— Task prompt —
All lines with the word "target" are to be found and copied from the listing.

— Recorded information —
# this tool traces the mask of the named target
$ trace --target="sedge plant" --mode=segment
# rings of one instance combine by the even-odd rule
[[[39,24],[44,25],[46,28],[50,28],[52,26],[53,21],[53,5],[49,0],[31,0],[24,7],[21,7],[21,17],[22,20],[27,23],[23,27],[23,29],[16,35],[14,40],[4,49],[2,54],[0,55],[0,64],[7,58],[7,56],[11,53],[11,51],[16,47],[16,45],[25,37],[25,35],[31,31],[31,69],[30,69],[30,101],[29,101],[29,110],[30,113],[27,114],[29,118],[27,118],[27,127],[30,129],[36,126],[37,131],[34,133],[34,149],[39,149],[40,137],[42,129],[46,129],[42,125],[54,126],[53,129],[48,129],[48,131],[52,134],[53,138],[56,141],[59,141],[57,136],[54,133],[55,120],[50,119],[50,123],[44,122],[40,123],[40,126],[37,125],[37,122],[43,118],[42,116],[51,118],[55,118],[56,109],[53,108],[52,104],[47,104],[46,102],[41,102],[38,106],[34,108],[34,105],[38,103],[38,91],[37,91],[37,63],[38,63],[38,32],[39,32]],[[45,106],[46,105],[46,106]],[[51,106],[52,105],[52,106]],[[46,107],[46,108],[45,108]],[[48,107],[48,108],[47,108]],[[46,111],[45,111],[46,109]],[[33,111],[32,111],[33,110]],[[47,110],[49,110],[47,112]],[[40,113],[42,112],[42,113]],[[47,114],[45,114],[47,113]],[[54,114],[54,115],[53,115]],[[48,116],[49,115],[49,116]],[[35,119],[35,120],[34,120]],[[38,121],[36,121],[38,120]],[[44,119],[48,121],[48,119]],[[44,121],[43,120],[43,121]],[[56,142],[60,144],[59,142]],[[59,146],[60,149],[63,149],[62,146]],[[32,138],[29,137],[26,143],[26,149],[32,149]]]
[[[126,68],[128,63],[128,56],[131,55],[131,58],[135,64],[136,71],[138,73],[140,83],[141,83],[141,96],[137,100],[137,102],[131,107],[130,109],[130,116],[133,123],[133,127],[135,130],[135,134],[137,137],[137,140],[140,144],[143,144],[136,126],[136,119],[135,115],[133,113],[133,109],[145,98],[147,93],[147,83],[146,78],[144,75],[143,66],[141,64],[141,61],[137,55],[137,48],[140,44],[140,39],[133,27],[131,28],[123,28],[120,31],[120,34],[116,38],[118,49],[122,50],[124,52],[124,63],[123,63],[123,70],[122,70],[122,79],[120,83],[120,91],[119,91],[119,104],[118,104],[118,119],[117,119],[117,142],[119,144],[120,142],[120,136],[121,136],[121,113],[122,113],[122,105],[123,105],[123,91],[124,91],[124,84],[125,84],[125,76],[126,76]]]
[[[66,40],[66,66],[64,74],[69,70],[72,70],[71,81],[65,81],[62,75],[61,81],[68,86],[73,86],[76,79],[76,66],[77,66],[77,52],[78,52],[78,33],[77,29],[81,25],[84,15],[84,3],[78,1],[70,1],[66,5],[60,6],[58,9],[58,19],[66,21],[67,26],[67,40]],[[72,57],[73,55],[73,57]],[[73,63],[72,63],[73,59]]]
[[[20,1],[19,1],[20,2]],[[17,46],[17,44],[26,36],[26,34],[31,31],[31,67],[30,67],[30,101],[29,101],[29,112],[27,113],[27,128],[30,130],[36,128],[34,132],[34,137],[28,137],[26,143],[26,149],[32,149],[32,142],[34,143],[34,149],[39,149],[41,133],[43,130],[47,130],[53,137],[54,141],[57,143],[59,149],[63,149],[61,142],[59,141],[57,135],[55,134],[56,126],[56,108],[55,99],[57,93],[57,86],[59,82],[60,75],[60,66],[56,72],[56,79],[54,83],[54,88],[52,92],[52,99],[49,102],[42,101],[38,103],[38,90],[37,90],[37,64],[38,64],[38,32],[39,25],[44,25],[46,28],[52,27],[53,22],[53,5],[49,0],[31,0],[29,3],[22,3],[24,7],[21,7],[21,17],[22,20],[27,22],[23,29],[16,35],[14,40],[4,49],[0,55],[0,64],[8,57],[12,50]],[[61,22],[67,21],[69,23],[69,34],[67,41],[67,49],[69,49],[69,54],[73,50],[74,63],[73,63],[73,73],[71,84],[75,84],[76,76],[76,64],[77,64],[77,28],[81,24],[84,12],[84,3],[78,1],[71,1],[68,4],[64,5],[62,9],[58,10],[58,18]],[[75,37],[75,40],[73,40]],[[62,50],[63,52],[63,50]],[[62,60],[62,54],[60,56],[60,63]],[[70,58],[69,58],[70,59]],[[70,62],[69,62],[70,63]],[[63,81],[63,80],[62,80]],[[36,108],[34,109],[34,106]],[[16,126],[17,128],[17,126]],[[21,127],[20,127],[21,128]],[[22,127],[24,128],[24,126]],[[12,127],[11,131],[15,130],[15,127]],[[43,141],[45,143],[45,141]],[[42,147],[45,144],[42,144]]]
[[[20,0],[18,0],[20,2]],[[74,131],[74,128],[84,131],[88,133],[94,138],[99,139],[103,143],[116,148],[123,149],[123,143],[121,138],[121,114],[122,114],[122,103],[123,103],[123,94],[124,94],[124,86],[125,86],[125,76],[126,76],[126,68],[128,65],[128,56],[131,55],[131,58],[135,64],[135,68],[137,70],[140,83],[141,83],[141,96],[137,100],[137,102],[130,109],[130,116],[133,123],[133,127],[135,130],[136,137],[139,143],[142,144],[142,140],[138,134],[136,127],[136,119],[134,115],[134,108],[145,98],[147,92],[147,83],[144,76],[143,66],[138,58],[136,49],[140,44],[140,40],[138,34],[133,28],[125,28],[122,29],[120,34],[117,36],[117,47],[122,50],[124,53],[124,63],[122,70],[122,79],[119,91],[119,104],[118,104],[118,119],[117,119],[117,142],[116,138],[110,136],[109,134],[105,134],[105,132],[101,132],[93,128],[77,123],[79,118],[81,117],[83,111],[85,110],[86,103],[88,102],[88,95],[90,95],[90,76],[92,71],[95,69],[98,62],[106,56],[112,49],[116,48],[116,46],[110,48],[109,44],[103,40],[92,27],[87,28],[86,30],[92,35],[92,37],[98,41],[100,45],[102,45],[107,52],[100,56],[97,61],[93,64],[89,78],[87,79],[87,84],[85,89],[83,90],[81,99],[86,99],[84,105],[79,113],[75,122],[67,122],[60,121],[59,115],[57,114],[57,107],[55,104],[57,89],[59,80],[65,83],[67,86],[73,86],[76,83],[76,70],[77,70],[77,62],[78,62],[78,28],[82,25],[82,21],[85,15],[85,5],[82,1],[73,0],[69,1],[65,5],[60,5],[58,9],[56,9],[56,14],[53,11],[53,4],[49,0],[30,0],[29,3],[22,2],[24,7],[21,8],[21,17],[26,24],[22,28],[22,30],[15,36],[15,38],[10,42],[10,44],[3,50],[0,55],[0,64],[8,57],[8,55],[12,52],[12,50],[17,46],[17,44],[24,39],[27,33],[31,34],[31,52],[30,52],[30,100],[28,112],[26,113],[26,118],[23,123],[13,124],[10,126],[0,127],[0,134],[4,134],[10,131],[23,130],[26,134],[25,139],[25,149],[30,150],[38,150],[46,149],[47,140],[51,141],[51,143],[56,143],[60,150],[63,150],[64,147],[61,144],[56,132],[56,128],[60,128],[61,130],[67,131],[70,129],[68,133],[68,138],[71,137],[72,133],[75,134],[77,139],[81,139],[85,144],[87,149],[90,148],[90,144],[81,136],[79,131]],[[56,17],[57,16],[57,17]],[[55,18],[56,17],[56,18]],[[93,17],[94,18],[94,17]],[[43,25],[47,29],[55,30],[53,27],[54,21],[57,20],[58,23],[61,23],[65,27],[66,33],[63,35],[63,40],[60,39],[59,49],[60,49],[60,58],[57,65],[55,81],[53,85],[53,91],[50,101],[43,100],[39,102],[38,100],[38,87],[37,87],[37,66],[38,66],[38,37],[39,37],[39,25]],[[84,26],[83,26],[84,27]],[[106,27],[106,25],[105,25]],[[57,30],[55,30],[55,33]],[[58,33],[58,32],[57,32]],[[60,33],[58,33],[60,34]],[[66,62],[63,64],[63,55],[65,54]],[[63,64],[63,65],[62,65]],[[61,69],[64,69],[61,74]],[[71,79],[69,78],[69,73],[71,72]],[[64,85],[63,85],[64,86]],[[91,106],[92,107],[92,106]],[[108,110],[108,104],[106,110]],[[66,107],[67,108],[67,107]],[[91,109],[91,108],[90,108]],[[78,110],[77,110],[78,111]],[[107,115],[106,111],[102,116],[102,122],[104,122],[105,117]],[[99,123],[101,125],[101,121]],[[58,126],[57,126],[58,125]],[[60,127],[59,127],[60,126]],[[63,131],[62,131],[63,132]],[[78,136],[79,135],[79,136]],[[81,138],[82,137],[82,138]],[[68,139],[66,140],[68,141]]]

— Written solution —
# this tool traces the mask of the named target
$ trace --target="sedge plant" --mode=segment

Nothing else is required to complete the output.